What you have to do:
Using the records that follow, copy every line containing the word "element".

*-*-*

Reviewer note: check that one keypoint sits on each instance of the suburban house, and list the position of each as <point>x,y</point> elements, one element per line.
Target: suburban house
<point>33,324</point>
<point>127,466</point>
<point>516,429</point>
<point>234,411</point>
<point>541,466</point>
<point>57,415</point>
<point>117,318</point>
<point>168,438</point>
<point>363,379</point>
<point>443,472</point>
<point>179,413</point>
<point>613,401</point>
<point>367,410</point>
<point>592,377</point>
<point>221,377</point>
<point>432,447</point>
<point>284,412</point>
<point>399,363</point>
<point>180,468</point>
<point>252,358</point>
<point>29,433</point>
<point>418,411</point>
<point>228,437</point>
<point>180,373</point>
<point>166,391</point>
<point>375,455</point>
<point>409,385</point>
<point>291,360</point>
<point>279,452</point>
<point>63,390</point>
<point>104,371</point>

*-*-*

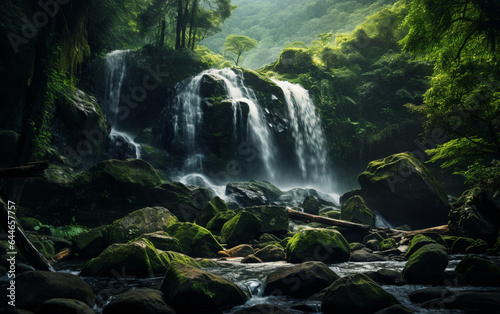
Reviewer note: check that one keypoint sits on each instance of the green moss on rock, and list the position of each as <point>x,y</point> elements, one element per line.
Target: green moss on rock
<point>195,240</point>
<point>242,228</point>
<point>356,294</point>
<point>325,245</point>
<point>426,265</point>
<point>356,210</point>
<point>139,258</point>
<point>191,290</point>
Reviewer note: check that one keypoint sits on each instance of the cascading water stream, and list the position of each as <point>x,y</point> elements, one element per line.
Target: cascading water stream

*-*-*

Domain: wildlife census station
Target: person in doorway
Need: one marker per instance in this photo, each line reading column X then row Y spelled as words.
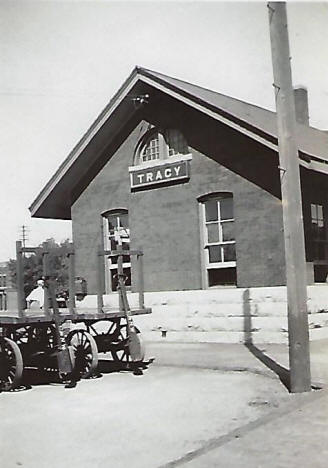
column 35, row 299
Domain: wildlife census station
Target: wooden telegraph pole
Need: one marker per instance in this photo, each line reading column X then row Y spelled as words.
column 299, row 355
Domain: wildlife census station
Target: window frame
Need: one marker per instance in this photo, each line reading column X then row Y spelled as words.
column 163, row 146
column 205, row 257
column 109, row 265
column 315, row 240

*-*-*

Answer area:
Reviewer note: check that one keypoint sits on each instance of the suburban house, and list the position of each as <point>x,y</point> elements, one element per line.
Reviewer note: check that one keypoint sits on each instance of the green moss on rock, and list the position of each as <point>x,y</point> elements, one element per line.
Reviewer note: check that one keypoint sits on each instance of the cascading water stream, and list the position of each as <point>x,y</point> elements, one element per line.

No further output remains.